# Exercise prompt
Reproduce the material below word for word, leaving out the picture.

- - - - - - -

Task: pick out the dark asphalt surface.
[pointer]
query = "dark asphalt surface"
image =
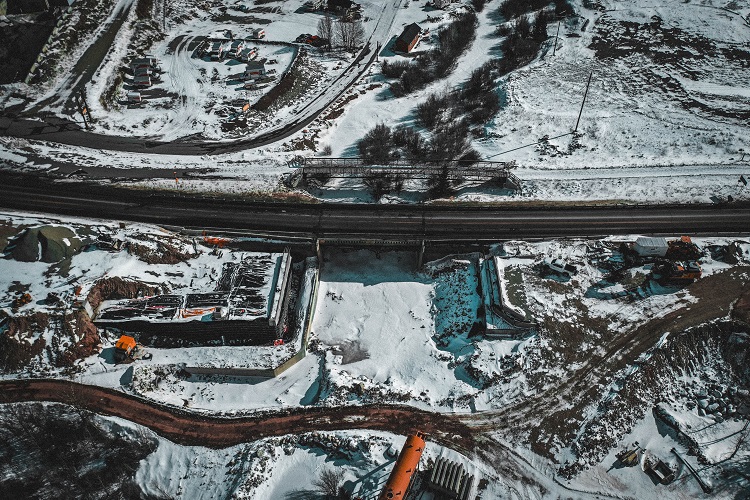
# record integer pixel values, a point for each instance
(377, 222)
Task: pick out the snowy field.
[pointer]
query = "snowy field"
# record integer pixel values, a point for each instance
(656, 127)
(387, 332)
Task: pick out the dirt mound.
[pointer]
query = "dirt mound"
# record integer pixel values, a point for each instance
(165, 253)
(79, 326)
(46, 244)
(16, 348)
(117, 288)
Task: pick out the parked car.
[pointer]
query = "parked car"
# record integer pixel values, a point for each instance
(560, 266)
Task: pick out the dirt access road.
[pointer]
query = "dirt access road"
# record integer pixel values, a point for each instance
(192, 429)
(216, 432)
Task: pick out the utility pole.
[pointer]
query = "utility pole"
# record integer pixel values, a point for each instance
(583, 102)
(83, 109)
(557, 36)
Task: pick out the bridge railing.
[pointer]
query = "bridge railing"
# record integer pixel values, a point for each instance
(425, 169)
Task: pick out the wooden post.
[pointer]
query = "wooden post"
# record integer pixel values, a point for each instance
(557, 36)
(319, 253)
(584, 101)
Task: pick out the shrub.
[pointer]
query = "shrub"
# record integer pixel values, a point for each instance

- - - - - - -

# Answer below
Task: pick out the dark asphalt surface.
[pointer]
query = "dark asphalt surface"
image =
# record integer pixel values, a point for each instance
(377, 222)
Task: pick out the snowy field.
[pointer]
query = "snowy field"
# record integer pixel values, a point for each instance
(656, 127)
(387, 332)
Task: pick out the dirt mound.
[pointer]
query = "dirt mound"
# record integer pixel values, a point for each instance
(165, 253)
(79, 326)
(46, 244)
(16, 348)
(117, 288)
Task: pick out the parked car.
[pointer]
query = "parked car"
# record integer pixel values, a point for each instance
(560, 266)
Task: pick out the dirt access road.
[pointer]
query = "dirt access road"
# record integer pixel values, a point for each instance
(192, 429)
(216, 432)
Task: pick out the utility pole.
[pointer]
query = "utility pole"
# record integer pixel values, a point for each instance
(583, 102)
(83, 109)
(557, 36)
Task: pick out the bridge railing.
[pointer]
query = "bridge railing"
# record integer pixel values, a point for each instance
(425, 169)
Task: pick out the wooden post.
[pointer]
query = "wooden post"
# record integer pixel values, a point for each instance
(557, 36)
(319, 253)
(584, 101)
Task: pick out the shrub.
[pointer]
query = "shrub"
# record integer pixel values, a point for each instance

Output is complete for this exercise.